What to do: Copy out all the entries shown below, exactly as they appear.

Source records:
══════
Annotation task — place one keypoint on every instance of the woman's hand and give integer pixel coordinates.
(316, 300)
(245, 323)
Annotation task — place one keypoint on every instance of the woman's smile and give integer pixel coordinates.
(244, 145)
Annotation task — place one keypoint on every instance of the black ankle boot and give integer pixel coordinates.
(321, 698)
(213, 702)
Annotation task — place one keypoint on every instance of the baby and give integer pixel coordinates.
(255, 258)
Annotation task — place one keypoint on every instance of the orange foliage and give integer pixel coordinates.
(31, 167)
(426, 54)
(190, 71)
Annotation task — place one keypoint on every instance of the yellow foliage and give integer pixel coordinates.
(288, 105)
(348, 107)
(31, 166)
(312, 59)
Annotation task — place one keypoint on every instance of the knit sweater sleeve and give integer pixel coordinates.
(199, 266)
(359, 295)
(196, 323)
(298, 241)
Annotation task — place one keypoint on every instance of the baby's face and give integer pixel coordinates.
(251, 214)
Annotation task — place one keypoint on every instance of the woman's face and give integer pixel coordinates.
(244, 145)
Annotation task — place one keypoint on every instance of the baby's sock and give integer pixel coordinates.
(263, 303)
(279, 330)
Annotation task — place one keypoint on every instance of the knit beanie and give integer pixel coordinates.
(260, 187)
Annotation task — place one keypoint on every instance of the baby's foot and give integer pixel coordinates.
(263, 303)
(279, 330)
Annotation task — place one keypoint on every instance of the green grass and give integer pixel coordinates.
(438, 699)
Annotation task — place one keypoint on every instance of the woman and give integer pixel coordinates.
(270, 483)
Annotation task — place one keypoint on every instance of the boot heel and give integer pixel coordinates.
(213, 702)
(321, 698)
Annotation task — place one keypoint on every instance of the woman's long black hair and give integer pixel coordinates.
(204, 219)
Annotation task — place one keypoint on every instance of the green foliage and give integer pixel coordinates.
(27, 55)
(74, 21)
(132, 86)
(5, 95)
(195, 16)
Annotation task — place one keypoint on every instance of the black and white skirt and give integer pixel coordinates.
══════
Task response:
Annotation task — place one keypoint on every instance of the woman's hand and give integer pixel coordinates.
(316, 300)
(245, 323)
Annotation task — place one keypoint on every instance of the woman's smile and give integer pixel coordinates.
(244, 145)
Annotation task — place one keypoint on every instance of the black ankle boot and give integer pixel coordinates.
(321, 698)
(213, 702)
Annotation task — place one keypoint on every instance of the baby and give integer pixel coordinates.
(255, 258)
Annotation task — place one keypoint on every instance of the orange foliage and give integer pixel coordinates.
(31, 167)
(426, 54)
(190, 71)
Annotation task — place one keypoint on every instance of the yellow foliage and give integer pixel coordinates.
(288, 105)
(348, 107)
(31, 166)
(312, 59)
Annotation task — place one keypoint on every instance of the knit sweater sleeve and give integer pixel coordinates.
(199, 266)
(359, 295)
(196, 323)
(298, 241)
Annotation task — place one keypoint on every instance of the baby's face and give integer pixel coordinates.
(251, 214)
Annotation task — place one keypoint on every instance of the woman's face and give integer pixel coordinates.
(244, 145)
Annotation task — place one keypoint on every instance of the baby's sock and give integer pixel coordinates.
(263, 303)
(279, 330)
Annotation task — place one keypoint on every instance of the knit beanie and give integer pixel coordinates.
(260, 187)
Annotation task — place one keypoint on every instance of the baby's foot and give integer pixel coordinates.
(263, 303)
(279, 330)
Annotation task — place one keypoint on every instance of the green grass and give integer pixel coordinates.
(438, 699)
Annotation task — place one keypoint on every instance of the woman and give integer pixel coordinates.
(270, 483)
Annotation task — place one keypoint on every instance of the boot heel and give integer pixel coordinates.
(213, 702)
(321, 698)
Annotation task — place one keypoint on every instance of the woman's long black hair and give integer pixel coordinates.
(204, 219)
Annotation task — place one keypoint on every instance of the green foliage and give integer pixel coordinates.
(27, 55)
(74, 21)
(132, 86)
(5, 95)
(195, 16)
Annotation task — place one keypoint on every instance of the black and white skirt and give integer pixel coordinates.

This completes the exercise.